Data provided:
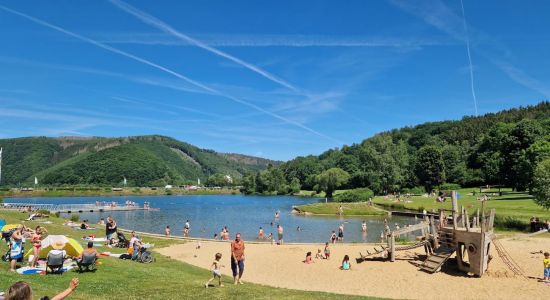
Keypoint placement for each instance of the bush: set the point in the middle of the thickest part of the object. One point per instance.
(355, 195)
(512, 223)
(449, 187)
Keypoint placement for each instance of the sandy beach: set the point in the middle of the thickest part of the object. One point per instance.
(282, 266)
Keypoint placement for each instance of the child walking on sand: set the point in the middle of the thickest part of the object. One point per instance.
(327, 251)
(309, 258)
(546, 262)
(216, 270)
(346, 265)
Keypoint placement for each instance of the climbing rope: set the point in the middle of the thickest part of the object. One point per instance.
(506, 258)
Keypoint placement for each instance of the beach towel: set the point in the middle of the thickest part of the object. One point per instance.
(91, 239)
(39, 270)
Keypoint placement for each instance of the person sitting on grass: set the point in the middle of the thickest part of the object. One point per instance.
(308, 259)
(216, 270)
(346, 265)
(90, 249)
(22, 291)
(546, 263)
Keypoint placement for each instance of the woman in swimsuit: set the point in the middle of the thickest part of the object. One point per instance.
(261, 233)
(36, 241)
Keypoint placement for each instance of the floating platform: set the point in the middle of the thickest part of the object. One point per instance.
(71, 208)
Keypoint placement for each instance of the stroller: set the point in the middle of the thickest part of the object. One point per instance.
(143, 255)
(122, 241)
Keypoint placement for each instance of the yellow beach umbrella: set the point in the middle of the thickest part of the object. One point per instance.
(61, 242)
(9, 227)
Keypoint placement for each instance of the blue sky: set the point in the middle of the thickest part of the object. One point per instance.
(275, 79)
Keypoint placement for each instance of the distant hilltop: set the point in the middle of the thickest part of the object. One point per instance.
(151, 160)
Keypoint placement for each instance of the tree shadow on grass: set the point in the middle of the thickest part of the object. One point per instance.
(522, 197)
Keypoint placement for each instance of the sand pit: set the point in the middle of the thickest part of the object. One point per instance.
(282, 266)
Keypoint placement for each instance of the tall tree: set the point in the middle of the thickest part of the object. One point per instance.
(430, 167)
(541, 184)
(332, 179)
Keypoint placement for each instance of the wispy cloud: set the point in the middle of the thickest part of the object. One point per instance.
(166, 70)
(148, 19)
(440, 16)
(469, 55)
(273, 40)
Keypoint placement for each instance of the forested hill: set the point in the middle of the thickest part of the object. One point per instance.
(498, 148)
(143, 160)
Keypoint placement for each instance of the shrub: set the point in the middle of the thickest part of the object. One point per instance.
(355, 195)
(508, 223)
(449, 187)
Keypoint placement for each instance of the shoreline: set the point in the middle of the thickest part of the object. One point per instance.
(283, 267)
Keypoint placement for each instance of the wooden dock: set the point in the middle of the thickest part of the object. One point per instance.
(71, 208)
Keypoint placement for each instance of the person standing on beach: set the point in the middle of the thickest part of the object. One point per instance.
(237, 258)
(110, 230)
(280, 231)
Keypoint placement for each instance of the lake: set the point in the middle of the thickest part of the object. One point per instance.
(245, 214)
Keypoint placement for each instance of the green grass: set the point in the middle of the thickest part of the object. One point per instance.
(350, 209)
(164, 279)
(511, 207)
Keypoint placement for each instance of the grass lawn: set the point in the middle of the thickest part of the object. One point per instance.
(518, 206)
(514, 209)
(350, 209)
(120, 279)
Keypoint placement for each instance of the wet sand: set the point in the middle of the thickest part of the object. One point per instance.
(282, 266)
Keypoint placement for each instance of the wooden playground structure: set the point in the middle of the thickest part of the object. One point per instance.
(471, 240)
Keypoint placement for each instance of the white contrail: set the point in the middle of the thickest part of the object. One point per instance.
(146, 18)
(171, 72)
(469, 56)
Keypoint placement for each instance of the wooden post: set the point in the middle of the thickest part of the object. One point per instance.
(491, 219)
(467, 222)
(455, 208)
(392, 247)
(482, 221)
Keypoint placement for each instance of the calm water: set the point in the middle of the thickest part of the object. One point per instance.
(209, 213)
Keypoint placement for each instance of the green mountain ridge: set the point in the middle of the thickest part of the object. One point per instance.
(143, 160)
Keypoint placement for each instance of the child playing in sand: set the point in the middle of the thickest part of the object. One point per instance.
(309, 259)
(261, 233)
(327, 251)
(346, 265)
(546, 262)
(216, 270)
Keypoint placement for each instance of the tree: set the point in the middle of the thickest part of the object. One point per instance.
(430, 167)
(294, 186)
(332, 179)
(541, 184)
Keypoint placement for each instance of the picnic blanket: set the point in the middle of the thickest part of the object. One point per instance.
(40, 270)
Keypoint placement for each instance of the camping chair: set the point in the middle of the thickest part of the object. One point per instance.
(54, 263)
(87, 263)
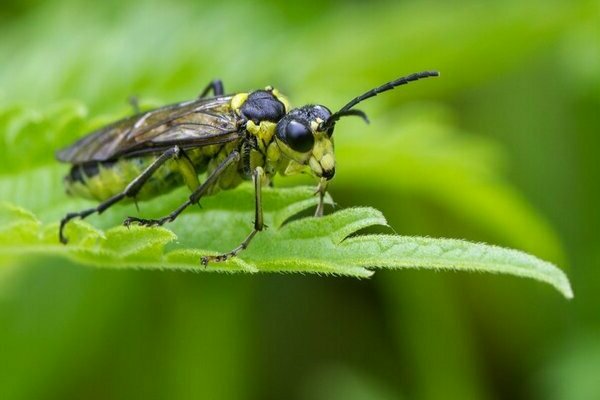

Task requirements: Images should not appear in the copy; retype the listing above exactly.

Solution:
Keypoint placement for each instance of the bush: set the point in the middle of the thickest part of the object. One point per instance.
(355, 195)
(512, 223)
(449, 187)
Keypoint placement for each instance of the sandy beach: set the point in the middle of the thickest part of the object. One point per instance.
(282, 266)
Keypoint placement for each instance of the child walking on sand: set the point in the middle of the thickest part of the object. One point per instance.
(327, 251)
(309, 258)
(546, 262)
(216, 270)
(346, 265)
Keypoint placement for each instance of the climbing rope: set the point in the middle of the thickest part of the object. One point per instance.
(506, 258)
Keypoint placement for each instance of the beach towel: set the point in the middle of the thickest part of the object. One point per instance.
(91, 239)
(39, 270)
Keypoint placement for each instance of the person sitting on grass: set the point in the middle of the thickest part of the object. One point per instance.
(308, 259)
(216, 270)
(346, 265)
(90, 249)
(22, 291)
(546, 263)
Keypoint placement for each instance of the woman in swimsuit: set the point in the middle of the thickest part of the object. One point per instance.
(261, 233)
(36, 241)
Keypoint placement for each instance of the floating platform: set the point in the middle of the thickest part of the object. One point per instance.
(71, 208)
Keypoint placement for each instance of the stroller: set the point in the middle of the thickest part of the object. One point per instance.
(143, 255)
(122, 241)
Keypoint placement for each instance of the yellow beach umbrella: set the point in the middle of the thickest part of the object. One point per instance.
(61, 242)
(9, 227)
Keypoint placement for each instance of the blue sky: set the point in the middle of the thickest part of the object. One point per instance.
(275, 79)
Keypoint placement for each instance of the distant hilltop: set the point in the middle of the thickest part of the object. One point per instance.
(151, 160)
Keypoint placement for each instance of the tree shadow on grass: set the point in the middle of the thickest part of the object. One point per instance.
(522, 197)
Keypoint placement for each instance of the sand pit: set the point in the middle of the thickest part of the object. One point per instance.
(282, 266)
Keypoint placement for each instance of the tall tree: set the point in the middle of the thickest part of the object. One point per instance.
(430, 167)
(541, 184)
(332, 179)
Keypoint placement for each instance of the wispy cloud: set the point in the middle of the thickest part of the object. One point per instance.
(166, 70)
(148, 19)
(440, 16)
(469, 55)
(273, 40)
Keypoint placement for each instance of the forested hill: set the point in the middle of the thickest part of the object. One point per instance.
(498, 148)
(143, 160)
Keypoint placement for each instance of the shrub: set the point in the middle of the thickest part of the object. One point per instance.
(355, 195)
(508, 223)
(449, 187)
Keypoint placement for each instance of the shoreline: set the point in the middle of the thickest part of the object. One point per instance.
(283, 267)
Keypoint placement for each instance of the wooden dock: set the point in the middle of the thickest part of the object. One point per instance.
(71, 208)
Keypoint placement for each instance of the person standing on beach: set the point in the middle of the thickest part of the object. One point per instance.
(237, 258)
(110, 230)
(280, 231)
Keypoint placement for each instance of the lake: set the point in the middle of the thickest part of the object. One point per instance.
(245, 214)
Keypoint placement for each instance of the green grass: set the point in the middle of the thickest part of the object. One point per instance.
(350, 209)
(164, 279)
(511, 207)
Keypoint placement for each instance of the grass lawn: set the point in the middle of the thickest part of the object. One point per instance.
(518, 206)
(514, 209)
(350, 209)
(120, 279)
Keypoint placement for each instance of the wet sand: set the point in the middle of the thickest part of the object. One point per instance.
(282, 266)
Keypoint placement for each instance of the wooden playground structure: set the point in the middle of the thickest part of the object. One point per instance.
(471, 240)
Keypoint placement for each instance of the white contrail: set the point in the middle of the thickest part of the object. One point per instance.
(146, 18)
(171, 72)
(469, 56)
Keypoint placement for each instance of the wooden post: set the point in the middle of the thickest part of the object. One point per instance.
(491, 219)
(467, 222)
(455, 208)
(392, 247)
(482, 221)
Keypoint placement for each instance of the calm water: set the point in the middle of the thickest part of the object. One point per instance.
(209, 213)
Keypoint placement for each instance of the green mountain ridge: set the point in the middle of the thickest part of the object. One point per instance.
(143, 160)
Keypoint placement for each instance of the child playing in sand: set the point in the middle of the thickest part of the object. One point per instance.
(309, 259)
(261, 233)
(327, 251)
(346, 265)
(546, 262)
(216, 270)
Keypoint placement for each instance of the tree: set the point in the middle of the thickest part of the object. One point per instance.
(430, 167)
(294, 186)
(332, 179)
(541, 184)
Keypoint placement for each instance of the picnic blanket: set the point in the middle of the thickest part of the object. One point per instance.
(40, 270)
Keypoint placement for each instance of the camping chair: set the point in the middle of the thickest part of the object. One point per instance.
(54, 263)
(87, 263)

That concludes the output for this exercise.